─── Extracted material ───
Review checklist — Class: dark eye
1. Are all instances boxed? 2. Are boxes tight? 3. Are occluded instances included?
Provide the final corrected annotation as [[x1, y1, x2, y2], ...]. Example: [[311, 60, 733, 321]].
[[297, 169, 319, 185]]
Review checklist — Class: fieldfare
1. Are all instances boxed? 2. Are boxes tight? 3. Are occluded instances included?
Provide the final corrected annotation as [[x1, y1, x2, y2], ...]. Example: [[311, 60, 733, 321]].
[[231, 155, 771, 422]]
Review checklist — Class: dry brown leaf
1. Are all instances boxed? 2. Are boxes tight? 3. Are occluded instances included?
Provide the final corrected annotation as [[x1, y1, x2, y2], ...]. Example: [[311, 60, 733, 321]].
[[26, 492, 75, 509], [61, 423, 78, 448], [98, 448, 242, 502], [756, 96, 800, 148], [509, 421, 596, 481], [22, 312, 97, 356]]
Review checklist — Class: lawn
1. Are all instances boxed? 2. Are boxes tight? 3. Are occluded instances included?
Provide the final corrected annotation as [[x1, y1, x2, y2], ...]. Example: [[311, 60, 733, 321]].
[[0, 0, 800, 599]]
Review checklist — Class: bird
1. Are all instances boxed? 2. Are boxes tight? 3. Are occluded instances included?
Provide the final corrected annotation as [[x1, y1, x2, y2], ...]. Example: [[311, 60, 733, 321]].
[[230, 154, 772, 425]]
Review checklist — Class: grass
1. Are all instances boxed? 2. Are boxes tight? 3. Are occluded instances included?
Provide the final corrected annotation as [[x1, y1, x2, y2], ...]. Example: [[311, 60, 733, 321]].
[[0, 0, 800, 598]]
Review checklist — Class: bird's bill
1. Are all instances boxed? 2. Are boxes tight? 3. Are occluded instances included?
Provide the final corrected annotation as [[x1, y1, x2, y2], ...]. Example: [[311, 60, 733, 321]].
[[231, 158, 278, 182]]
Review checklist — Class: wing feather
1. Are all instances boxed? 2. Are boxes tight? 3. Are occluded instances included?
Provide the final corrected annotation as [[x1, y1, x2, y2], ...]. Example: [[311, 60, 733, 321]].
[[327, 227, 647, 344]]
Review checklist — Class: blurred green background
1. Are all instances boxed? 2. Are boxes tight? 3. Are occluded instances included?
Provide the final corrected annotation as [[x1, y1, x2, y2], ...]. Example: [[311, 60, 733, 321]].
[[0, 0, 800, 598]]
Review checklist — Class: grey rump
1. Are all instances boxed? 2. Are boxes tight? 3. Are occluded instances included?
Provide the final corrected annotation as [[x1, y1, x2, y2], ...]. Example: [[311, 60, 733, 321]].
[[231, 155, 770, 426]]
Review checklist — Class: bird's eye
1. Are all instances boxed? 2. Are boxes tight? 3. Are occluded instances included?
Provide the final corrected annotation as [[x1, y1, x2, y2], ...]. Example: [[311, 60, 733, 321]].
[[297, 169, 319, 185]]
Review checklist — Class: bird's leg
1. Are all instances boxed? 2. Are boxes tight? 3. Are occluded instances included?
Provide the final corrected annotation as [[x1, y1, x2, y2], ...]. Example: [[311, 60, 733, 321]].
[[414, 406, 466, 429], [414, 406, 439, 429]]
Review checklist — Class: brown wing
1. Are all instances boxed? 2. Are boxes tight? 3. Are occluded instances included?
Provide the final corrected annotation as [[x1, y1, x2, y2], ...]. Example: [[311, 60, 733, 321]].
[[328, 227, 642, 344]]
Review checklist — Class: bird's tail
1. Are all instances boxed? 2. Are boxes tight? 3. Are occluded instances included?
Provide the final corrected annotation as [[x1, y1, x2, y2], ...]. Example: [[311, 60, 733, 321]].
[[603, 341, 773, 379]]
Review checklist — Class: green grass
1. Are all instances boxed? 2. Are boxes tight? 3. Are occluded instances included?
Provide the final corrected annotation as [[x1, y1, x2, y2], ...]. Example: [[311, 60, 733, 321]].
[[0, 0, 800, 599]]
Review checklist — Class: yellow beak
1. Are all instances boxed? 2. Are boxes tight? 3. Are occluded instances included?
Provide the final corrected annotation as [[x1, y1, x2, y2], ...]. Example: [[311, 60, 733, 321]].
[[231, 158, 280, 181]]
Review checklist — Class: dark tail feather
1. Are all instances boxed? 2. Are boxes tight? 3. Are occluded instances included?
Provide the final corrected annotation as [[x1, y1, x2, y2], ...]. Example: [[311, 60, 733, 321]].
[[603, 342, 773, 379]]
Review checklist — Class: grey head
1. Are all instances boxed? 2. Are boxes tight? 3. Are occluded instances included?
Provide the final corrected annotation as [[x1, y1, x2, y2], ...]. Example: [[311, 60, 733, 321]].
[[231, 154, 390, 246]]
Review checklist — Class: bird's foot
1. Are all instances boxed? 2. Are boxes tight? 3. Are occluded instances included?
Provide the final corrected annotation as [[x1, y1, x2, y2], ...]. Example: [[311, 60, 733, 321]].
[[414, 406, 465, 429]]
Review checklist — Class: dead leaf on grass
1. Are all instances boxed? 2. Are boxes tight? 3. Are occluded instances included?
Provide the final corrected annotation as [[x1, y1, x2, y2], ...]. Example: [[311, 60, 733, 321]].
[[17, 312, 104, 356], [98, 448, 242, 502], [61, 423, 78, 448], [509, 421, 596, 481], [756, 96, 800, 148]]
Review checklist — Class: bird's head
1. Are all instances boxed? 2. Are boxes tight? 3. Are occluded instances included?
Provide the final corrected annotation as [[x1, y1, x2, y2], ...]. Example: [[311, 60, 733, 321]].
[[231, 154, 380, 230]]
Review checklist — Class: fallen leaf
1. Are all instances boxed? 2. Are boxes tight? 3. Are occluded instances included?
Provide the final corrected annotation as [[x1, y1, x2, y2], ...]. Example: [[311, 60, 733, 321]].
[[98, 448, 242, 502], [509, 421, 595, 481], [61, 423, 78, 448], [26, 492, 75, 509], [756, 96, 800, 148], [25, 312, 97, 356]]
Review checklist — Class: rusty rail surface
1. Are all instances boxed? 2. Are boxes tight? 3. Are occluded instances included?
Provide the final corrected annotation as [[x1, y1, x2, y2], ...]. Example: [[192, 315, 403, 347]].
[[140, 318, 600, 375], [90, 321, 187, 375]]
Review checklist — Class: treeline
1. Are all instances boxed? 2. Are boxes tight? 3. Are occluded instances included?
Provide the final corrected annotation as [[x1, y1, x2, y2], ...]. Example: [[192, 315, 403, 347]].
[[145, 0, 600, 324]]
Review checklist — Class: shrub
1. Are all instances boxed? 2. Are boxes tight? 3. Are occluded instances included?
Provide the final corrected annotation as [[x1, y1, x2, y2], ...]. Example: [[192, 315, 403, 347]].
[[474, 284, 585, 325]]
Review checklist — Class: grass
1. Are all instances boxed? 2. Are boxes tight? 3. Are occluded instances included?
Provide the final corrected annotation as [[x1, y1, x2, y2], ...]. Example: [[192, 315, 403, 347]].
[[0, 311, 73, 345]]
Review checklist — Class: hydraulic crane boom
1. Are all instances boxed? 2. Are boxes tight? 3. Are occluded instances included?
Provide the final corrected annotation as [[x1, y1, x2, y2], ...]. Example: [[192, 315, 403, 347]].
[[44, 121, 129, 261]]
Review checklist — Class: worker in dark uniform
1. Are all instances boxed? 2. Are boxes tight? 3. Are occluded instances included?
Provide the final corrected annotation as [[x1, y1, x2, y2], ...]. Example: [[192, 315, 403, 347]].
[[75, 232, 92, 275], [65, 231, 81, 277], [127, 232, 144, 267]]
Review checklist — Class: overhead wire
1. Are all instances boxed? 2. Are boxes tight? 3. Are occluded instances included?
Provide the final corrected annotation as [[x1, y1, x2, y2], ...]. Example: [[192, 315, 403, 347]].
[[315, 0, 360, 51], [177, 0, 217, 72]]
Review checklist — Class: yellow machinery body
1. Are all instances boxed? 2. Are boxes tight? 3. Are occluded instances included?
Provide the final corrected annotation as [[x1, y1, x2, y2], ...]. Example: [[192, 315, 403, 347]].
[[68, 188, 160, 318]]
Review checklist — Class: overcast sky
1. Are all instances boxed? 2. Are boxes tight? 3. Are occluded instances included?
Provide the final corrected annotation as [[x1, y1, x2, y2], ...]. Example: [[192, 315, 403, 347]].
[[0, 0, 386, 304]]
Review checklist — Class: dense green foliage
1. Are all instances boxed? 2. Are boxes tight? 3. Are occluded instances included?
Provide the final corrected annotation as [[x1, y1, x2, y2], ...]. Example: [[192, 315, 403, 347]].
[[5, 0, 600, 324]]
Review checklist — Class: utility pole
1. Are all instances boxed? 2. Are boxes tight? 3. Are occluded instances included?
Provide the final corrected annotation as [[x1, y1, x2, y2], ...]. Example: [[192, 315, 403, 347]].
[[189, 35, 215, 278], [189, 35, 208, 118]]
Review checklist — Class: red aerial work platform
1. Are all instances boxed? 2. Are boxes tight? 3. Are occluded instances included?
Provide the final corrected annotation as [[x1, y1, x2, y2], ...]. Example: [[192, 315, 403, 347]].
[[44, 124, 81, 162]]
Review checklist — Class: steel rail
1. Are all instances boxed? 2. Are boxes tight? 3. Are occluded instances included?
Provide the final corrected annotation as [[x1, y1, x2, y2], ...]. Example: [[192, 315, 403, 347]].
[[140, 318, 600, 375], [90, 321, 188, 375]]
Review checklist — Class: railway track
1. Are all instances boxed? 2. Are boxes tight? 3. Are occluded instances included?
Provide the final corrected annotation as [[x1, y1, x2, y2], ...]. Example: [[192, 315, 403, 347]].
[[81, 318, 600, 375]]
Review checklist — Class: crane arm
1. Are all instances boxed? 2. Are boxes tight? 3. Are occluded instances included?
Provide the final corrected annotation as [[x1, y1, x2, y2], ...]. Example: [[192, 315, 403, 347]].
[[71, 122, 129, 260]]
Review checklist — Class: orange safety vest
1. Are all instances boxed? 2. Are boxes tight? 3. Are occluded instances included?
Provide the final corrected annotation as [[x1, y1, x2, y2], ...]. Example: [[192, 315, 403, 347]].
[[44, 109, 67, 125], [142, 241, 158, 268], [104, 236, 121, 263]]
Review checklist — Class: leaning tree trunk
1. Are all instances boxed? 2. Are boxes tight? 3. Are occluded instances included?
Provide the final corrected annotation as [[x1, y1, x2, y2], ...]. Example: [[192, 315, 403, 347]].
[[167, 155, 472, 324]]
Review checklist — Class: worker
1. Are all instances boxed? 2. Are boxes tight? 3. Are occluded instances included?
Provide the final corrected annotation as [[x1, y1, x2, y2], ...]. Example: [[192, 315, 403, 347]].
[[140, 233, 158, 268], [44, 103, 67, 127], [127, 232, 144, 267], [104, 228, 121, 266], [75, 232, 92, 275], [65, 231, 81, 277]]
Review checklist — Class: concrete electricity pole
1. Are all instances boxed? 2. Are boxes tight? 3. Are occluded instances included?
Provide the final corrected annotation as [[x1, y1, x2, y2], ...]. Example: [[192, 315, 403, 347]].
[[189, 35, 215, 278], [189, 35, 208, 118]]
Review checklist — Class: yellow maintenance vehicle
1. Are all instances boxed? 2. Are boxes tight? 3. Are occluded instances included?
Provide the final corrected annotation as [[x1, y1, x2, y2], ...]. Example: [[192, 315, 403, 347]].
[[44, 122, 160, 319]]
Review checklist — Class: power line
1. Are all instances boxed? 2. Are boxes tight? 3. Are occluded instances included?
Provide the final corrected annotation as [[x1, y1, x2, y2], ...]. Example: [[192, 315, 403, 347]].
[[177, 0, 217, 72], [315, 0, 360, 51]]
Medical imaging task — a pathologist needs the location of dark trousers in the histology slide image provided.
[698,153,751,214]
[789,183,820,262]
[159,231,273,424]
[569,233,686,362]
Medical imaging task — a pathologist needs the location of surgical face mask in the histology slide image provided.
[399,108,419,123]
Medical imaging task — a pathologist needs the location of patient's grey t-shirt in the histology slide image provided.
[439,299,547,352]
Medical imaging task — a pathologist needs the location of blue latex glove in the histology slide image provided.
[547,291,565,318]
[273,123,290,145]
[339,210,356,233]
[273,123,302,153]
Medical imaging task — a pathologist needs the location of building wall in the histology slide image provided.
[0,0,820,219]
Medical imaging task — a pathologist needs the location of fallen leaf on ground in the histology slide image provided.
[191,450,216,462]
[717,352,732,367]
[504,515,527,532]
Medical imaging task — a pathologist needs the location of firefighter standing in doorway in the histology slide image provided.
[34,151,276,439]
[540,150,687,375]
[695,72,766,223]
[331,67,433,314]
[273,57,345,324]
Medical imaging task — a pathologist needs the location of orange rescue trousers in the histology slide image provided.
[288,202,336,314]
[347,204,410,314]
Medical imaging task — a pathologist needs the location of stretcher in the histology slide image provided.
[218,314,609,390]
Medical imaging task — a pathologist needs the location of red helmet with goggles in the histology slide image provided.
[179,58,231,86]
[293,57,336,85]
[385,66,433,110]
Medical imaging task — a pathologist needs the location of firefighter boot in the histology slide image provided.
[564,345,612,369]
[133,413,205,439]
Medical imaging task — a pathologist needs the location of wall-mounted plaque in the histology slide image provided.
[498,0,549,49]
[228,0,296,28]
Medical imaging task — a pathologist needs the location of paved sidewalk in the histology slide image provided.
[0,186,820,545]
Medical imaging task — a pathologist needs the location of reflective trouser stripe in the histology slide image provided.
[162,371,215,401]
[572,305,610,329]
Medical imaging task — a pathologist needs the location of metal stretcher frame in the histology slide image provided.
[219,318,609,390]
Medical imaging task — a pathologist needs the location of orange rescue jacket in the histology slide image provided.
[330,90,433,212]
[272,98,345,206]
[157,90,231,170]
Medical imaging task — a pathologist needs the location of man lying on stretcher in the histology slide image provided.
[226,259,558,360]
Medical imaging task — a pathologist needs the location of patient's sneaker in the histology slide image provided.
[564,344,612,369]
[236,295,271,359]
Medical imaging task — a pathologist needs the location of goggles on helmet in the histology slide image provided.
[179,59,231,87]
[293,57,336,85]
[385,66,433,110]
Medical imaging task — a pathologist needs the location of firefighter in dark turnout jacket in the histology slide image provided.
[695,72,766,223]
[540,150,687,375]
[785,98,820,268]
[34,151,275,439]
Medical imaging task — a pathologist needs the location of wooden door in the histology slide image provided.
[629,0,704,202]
───
> _The task_
Starting at the line that has "Review checklist — Class: fieldfare" and stopping after the line that has "[[231, 155, 771, 422]]", copy out those lines of the listing, requests included, and scale each box coordinate in the answers by 1.35, rounding to whole numbers with halves going up. Leave the requests and their sample format unchanged.

> _Result for this exercise_
Review checklist — Class: fieldfare
1. Are all instances boxed? 2. Are boxes tight? 3. Are occluded instances included?
Provide the final corrected annotation as [[x1, y1, x2, y2], ...]. Example: [[311, 60, 733, 321]].
[[312, 209, 1041, 570]]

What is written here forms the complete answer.